**TEXT SHOWN:**
§ §

Reputation: 5938
im trying to match some data from a html output but im not sure what i could do to perform it right. So, im using the following block of code to extract the content of access and groups information:
import requests
import lxml.etree as LE
import lxml.html as LH
url = "http://theurl"
r = requests.get(url,auth=('user', 'pass'))
html = r.text
root = LH.fromstring(html)
LE.strip_tags(root, 'b')
data_list = root.xpath("""//td[text()='grouplist']
/following-sibling::*""")[0]
accessList= data_list.xpath("""//td[text()='access']
/following-sibling::*/text()""")
groups = data_list.xpath("""//td[text()='groups']
/following-sibling::*/text()""")
if i print the accessList, i have the data that i want:
print accessList
['Administrators', 'group_a', 'group_b', 'group_c']
but when i print the groups, the returning result would be:
print groups:
['\n','\n','\n']
Having that information, what could be done in order to get:
print groups
['group_a', 'group_b', 'group_c']
Here, you can see the returning html result
<TABLE bgcolor="#dddddd" border="1" />
<TR>
<TD valign="top"><B>grouplist</B></TD>
<TD>
<TABLE />
<TR>
<TD>
<TABLE bgcolor="#dddddd" border="1" />
<TR>
<TD valign="top"><B>access</B></TD>
<TD>Administrators</TD>
</TR>
<TR>
<TD valign="top"><B>inUse</B></TD>
<TD>true</TD>
</TR>
<TR>
<TD valign="top"><B>groups</B></TD>
<TD>
<TABLE>
<TR>
<TD>group_a</TD>
</TR>
<TR>
<TD>group_b</TD>
</TR>
<TR>
<TD>group_c</TD>
</TR>
</TABLE>
</TD>
</TR>
<TR>
<TD valign="top"><B>deny</B></TD>
<TD>
<TABLE>
</TABLE>
</TD>
</TR>
EDIT : Html code can be tested here: html tester
Thanks in advance.

§ §

**SOURCE MATERIAL:**
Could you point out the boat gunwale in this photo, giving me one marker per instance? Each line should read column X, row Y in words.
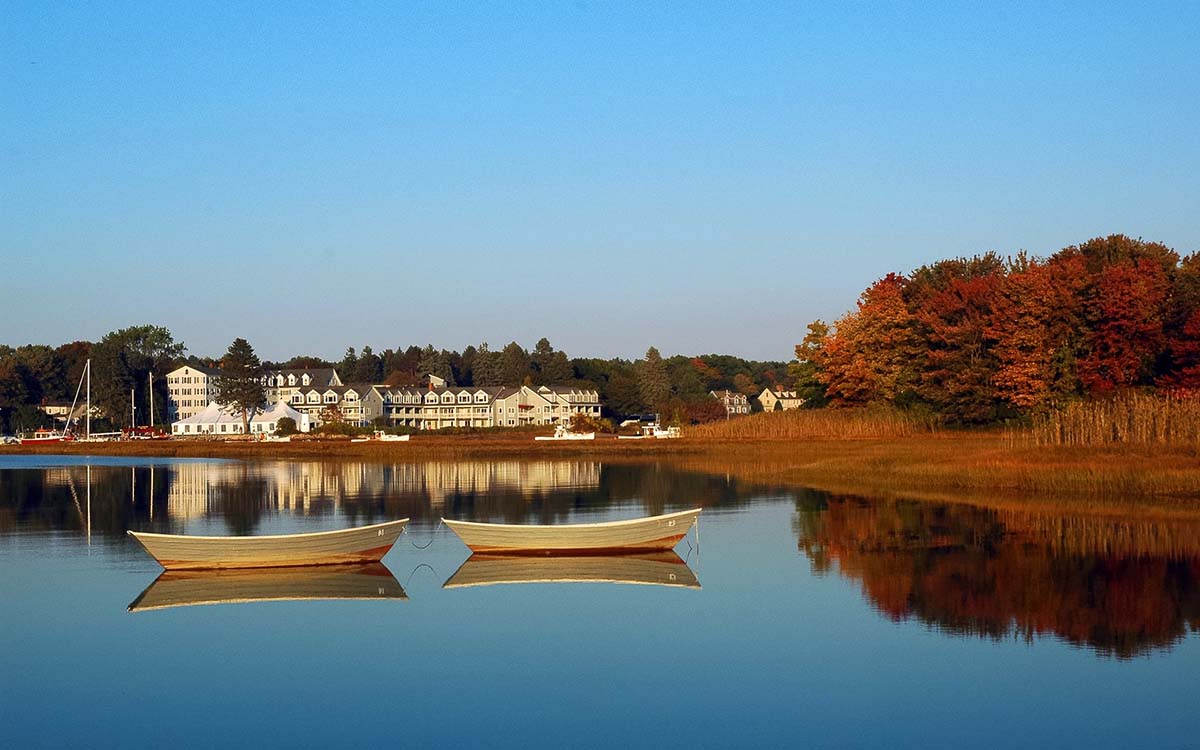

§ §

**PROBLEMS AND TASKS:**
A - In the post about pulling table data with lxml, what does the poster want printing groups to give?
B - Carry on the post about pulling table data with lxml, starting right after its last line.
The material isn't needed here.

**EXERCISE RESPONSES:**
A - ['group_a', 'group_b', 'group_c']

B -
Upvotes: 1
Views: 124
Reputation: 879083
groups = data_list.xpath("""//td[text()='groups']
/following-sibling::td/table/tr/td/text()""")
or, a little less specifically,
groups = data_list.xpath("""//td[text()='groups']
/following-sibling::*//td/text()""")
works. If that too specific for your purpose, you could instead define groups
this way:
groups = data_list.xpath("""//td[text()='groups']
/following-sibling::*""")[0]
and then use text_content
:
groups = groups.text_content().split()
However, splitting the text content on whitespace may not work well if group_a
, group_b
and/or group_c
were replaced with text that itself contains whitespace.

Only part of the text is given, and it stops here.